Consigne 1:
Répondez aux questions suivantes d'après le texte sur la cosmologie.
(a) Dans quel contexte les philosophes des sciences ont-ils surtout exploré ces idées métaphysiques ?
(b) De qui est la vision que des avancées futures en cosmologie pourraient valider ?
(c) Quelle grande question de la métaphysique est citée à la fin ?
Consigne 2:
Recopiez le passage du texte sur la cosmologie qui va de « Cette perspective peut » à « difficiles à distinguer. ».
Consigne 3:
Poursuivez le texte sur la cosmologie au-delà de sa dernière phrase.

Texte:
###
Cette perspective peut aider à comprendre comment l’état dense et chaud émerge de manière non causale à partir de l’état vide et froid. On pourrait dire que l’état chaud et dense émerge de, est enraciné dans, ou réalisé par l’état froid et vide. Ces idées sont typiquement métaphysiques et ont été largement explorées par les philosophes des sciences, surtout dans le contexte de la gravité quantique, où les notions ordinaires de cause et d’effet semblent se dissoudre. Aux frontières de nos connaissances, la physique et la philosophie deviennent intimement liées et difficiles à distinguer.

Des preuves expérimentales ?

La cosmologie cyclique conforme propose des réponses détaillées bien que spéculatives à l’origine de notre Big Bang. Cependant, même si la vision de Penrose était validée par les avancées futures en cosmologie, cela ne répondrait pas nécessairement à une question philosophique plus fondamentale : celle de l’origine de la réalité physique elle-même. Comment tout le système des cycles a-t-il commencé ? Cela nous ramène finalement à la question profonde de savoir pourquoi il y a quelque chose plutôt que rien – l’une des grandes questions de la métaphysique.
###
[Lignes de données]
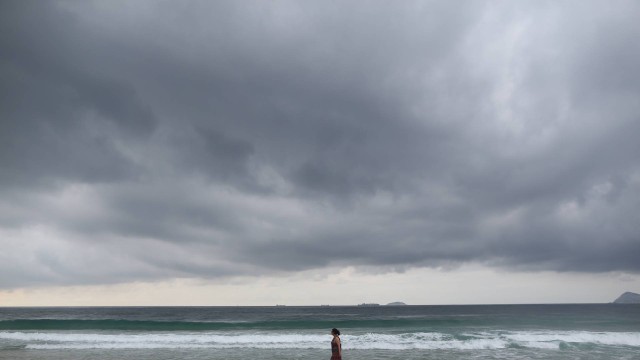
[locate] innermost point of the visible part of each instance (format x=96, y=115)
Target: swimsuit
x=335, y=351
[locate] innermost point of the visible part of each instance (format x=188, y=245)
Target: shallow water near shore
x=594, y=331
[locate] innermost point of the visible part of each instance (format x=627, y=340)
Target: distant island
x=395, y=303
x=628, y=298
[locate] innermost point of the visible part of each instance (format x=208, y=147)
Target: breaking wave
x=264, y=340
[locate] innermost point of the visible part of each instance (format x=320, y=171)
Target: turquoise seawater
x=594, y=331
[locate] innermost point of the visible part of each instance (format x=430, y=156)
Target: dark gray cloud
x=153, y=140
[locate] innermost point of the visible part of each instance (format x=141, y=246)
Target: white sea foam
x=264, y=340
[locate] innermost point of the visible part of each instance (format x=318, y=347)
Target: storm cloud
x=153, y=140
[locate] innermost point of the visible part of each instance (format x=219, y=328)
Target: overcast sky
x=155, y=142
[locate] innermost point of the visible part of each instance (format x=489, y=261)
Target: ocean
x=594, y=331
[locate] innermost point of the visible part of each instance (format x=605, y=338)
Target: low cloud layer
x=147, y=140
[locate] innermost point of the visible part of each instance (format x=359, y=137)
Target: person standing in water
x=336, y=346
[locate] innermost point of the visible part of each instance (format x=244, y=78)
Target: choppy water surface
x=604, y=331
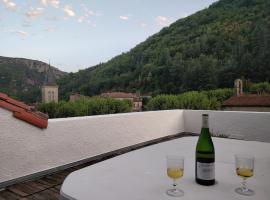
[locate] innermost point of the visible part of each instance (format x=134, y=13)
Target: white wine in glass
x=175, y=170
x=244, y=165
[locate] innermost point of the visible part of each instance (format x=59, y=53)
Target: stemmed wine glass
x=175, y=170
x=244, y=168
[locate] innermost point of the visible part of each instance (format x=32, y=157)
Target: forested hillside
x=22, y=78
x=206, y=50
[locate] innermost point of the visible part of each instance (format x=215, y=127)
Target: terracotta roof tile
x=24, y=112
x=119, y=95
x=248, y=100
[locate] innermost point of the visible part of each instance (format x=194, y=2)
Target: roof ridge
x=24, y=112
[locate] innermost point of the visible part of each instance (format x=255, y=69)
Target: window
x=49, y=96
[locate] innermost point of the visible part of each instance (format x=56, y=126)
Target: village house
x=134, y=98
x=246, y=102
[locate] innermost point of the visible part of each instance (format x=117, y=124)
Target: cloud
x=68, y=11
x=19, y=32
x=142, y=24
x=53, y=3
x=49, y=29
x=53, y=18
x=88, y=12
x=9, y=4
x=27, y=24
x=34, y=12
x=124, y=17
x=163, y=21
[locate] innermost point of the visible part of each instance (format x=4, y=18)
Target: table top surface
x=142, y=175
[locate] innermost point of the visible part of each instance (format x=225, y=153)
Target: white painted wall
x=25, y=149
x=242, y=125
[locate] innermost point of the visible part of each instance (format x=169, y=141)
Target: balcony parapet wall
x=27, y=150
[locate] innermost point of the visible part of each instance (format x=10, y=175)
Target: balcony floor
x=48, y=187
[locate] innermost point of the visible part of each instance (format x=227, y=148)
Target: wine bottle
x=205, y=156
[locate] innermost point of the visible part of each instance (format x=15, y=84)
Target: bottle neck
x=205, y=123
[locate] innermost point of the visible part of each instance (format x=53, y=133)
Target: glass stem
x=174, y=184
x=244, y=185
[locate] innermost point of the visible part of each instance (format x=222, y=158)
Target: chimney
x=238, y=85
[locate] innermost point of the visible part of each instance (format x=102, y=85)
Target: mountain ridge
x=206, y=50
x=22, y=78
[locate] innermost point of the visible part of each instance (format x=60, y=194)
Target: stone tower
x=238, y=85
x=49, y=93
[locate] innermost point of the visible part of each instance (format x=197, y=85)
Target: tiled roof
x=119, y=95
x=248, y=100
x=23, y=112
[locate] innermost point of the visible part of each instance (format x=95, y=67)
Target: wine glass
x=175, y=170
x=244, y=165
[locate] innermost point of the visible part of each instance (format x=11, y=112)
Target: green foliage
x=204, y=51
x=22, y=79
x=195, y=100
x=85, y=107
x=260, y=88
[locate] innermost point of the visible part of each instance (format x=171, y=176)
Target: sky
x=76, y=34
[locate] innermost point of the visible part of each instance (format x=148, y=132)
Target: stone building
x=75, y=97
x=49, y=93
x=134, y=98
x=246, y=102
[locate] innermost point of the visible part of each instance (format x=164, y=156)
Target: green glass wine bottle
x=205, y=156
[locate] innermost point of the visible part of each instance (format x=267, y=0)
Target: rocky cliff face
x=23, y=78
x=51, y=72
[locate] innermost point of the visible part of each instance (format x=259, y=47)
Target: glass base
x=175, y=192
x=246, y=192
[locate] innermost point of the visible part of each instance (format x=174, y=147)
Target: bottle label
x=206, y=171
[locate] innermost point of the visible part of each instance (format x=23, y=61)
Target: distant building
x=49, y=93
x=75, y=97
x=134, y=98
x=246, y=102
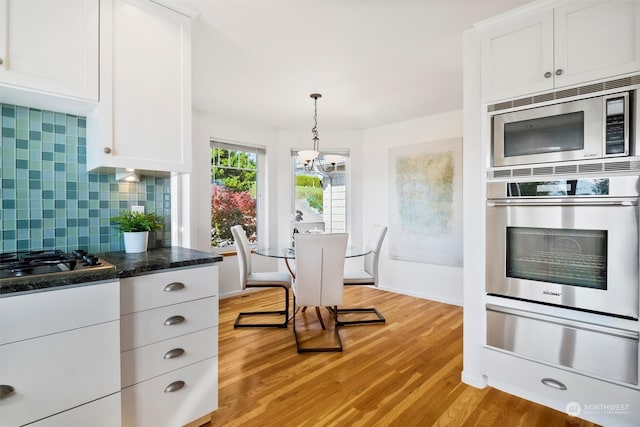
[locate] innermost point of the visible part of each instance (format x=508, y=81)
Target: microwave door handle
x=498, y=203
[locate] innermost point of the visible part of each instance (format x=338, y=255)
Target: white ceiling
x=375, y=62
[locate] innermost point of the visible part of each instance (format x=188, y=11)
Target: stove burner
x=79, y=253
x=91, y=260
x=24, y=263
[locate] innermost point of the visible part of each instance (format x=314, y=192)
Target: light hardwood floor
x=402, y=373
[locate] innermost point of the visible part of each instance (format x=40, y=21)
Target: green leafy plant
x=128, y=221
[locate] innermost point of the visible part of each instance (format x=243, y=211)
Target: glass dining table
x=288, y=252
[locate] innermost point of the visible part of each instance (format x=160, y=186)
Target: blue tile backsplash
x=50, y=201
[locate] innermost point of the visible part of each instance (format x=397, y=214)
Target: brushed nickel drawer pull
x=174, y=286
x=6, y=390
x=172, y=354
x=174, y=320
x=174, y=386
x=553, y=383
###
Réponse attendue 1:
(a) Dans le contexte de la gravité quantique.
(b) De Penrose.
(c) Pourquoi il y a quelque chose plutôt que rien.

Réponse attendue 2:
Cette perspective peut aider à comprendre comment l’état dense et chaud émerge de manière non causale à partir de l’état vide et froid. On pourrait dire que l’état chaud et dense émerge de, est enraciné dans, ou réalisé par l’état froid et vide. Ces idées sont typiquement métaphysiques et ont été largement explorées par les philosophes des sciences, surtout dans le contexte de la gravité quantique, où les notions ordinaires de cause et d’effet semblent se dissoudre. Aux frontières de nos connaissances, la physique et la philosophie deviennent intimement liées et difficiles à distinguer.

Réponse attendue 3:
Nous nous concentrons ici sur des explications qui demeurent dans le domaine de la physique. Trois grandes options s’offrent à nous pour répondre à la question plus profonde de l’origine des cycles. La première possibilité est qu’il n’y ait aucune explication physique du tout. La deuxième est que les cycles se répètent indéfiniment, chaque cycle étant un univers complet dont l’état quantique initial est expliqué par une caractéristique de l’univers précédent. Enfin, la troisième possibilité est qu’il existe un seul cycle, un seul univers se répétant, où le début de ce cycle est expliqué par une caractéristique de sa propre fin. Ces deux dernières approches évitent le recours à des événements sans cause, ce qui les rend particulièrement attrayantes. Ainsi, rien ne serait laissé inexpliqué par la physique.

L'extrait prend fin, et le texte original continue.